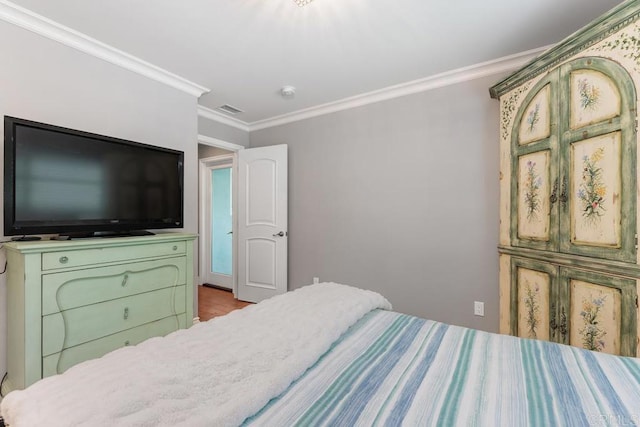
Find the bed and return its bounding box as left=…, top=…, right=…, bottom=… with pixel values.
left=0, top=283, right=640, bottom=427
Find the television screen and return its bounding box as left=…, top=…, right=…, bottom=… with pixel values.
left=4, top=116, right=184, bottom=235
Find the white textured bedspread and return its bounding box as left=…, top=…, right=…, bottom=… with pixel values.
left=1, top=283, right=391, bottom=427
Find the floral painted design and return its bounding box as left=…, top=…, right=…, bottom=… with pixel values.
left=524, top=160, right=542, bottom=221
left=527, top=104, right=540, bottom=132
left=578, top=147, right=607, bottom=222
left=578, top=79, right=600, bottom=110
left=500, top=82, right=531, bottom=141
left=596, top=25, right=640, bottom=71
left=579, top=296, right=607, bottom=351
left=524, top=283, right=540, bottom=338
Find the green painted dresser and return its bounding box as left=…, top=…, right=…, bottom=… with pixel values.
left=2, top=233, right=196, bottom=394
left=490, top=1, right=640, bottom=356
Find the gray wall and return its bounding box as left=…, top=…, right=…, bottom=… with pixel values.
left=0, top=21, right=198, bottom=374
left=250, top=76, right=502, bottom=331
left=198, top=117, right=249, bottom=147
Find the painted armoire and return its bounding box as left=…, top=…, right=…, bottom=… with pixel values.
left=490, top=0, right=640, bottom=356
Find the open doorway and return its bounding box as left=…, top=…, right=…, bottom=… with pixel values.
left=198, top=144, right=235, bottom=290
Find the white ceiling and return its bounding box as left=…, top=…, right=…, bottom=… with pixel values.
left=5, top=0, right=620, bottom=123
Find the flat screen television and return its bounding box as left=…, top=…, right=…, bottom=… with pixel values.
left=4, top=116, right=184, bottom=237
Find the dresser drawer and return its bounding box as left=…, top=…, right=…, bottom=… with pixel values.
left=42, top=285, right=186, bottom=356
left=42, top=257, right=187, bottom=315
left=42, top=241, right=187, bottom=270
left=42, top=314, right=186, bottom=377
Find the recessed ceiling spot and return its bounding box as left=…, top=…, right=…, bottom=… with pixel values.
left=280, top=86, right=296, bottom=99
left=217, top=104, right=244, bottom=114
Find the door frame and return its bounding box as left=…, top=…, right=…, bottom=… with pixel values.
left=198, top=135, right=245, bottom=296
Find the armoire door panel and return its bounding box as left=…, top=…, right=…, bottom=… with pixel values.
left=569, top=69, right=621, bottom=129
left=569, top=280, right=622, bottom=354
left=517, top=150, right=552, bottom=242
left=559, top=57, right=637, bottom=262
left=511, top=258, right=557, bottom=340
left=558, top=267, right=637, bottom=356
left=570, top=132, right=622, bottom=248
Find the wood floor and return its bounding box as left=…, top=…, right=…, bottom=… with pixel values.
left=198, top=286, right=251, bottom=322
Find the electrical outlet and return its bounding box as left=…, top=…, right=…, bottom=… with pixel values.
left=473, top=301, right=484, bottom=316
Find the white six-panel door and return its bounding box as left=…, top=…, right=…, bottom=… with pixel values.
left=237, top=145, right=288, bottom=302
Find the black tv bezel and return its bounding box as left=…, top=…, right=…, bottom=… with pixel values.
left=3, top=116, right=184, bottom=236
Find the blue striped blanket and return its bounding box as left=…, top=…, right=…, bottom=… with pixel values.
left=244, top=310, right=640, bottom=427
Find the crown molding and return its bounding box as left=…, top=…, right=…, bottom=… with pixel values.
left=248, top=46, right=551, bottom=131
left=198, top=105, right=251, bottom=132
left=0, top=0, right=210, bottom=97
left=198, top=135, right=246, bottom=151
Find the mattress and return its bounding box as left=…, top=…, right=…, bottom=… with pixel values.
left=244, top=310, right=640, bottom=427
left=0, top=284, right=640, bottom=427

________________

Please write out again every line between the ones holding "Find the television" and "left=490, top=0, right=640, bottom=356", inclusive, adjusting each bounding box coordinate by adding -119 to it.

**Exercise answer**:
Find the television screen and return its bounding box as left=…, top=…, right=…, bottom=… with pixel values.
left=-115, top=-3, right=65, bottom=116
Find the white textured bedspread and return its bounding box as left=…, top=…, right=…, bottom=… with pixel values.
left=-118, top=164, right=272, bottom=308
Find the floral painted design and return its bounding box as left=…, top=…, right=…, bottom=… with pixel values.
left=405, top=41, right=423, bottom=102
left=408, top=-15, right=421, bottom=13
left=459, top=28, right=488, bottom=103
left=459, top=-40, right=481, bottom=-9
left=381, top=-37, right=412, bottom=22
left=477, top=-94, right=521, bottom=-48
left=460, top=177, right=488, bottom=232
left=405, top=164, right=421, bottom=219
Find the green painted dresser and return its bounding box as left=…, top=…, right=…, bottom=… with pixel values.
left=-117, top=114, right=77, bottom=275
left=371, top=-118, right=521, bottom=237
Find the gray wall and return its bounding box as left=…, top=…, right=…, bottom=… with pixel values.
left=-119, top=-98, right=79, bottom=255
left=131, top=-43, right=383, bottom=212
left=79, top=-2, right=130, bottom=28
Find the painted armoire and return its bounding box as left=…, top=…, right=…, bottom=… with pixel values.
left=371, top=-119, right=521, bottom=237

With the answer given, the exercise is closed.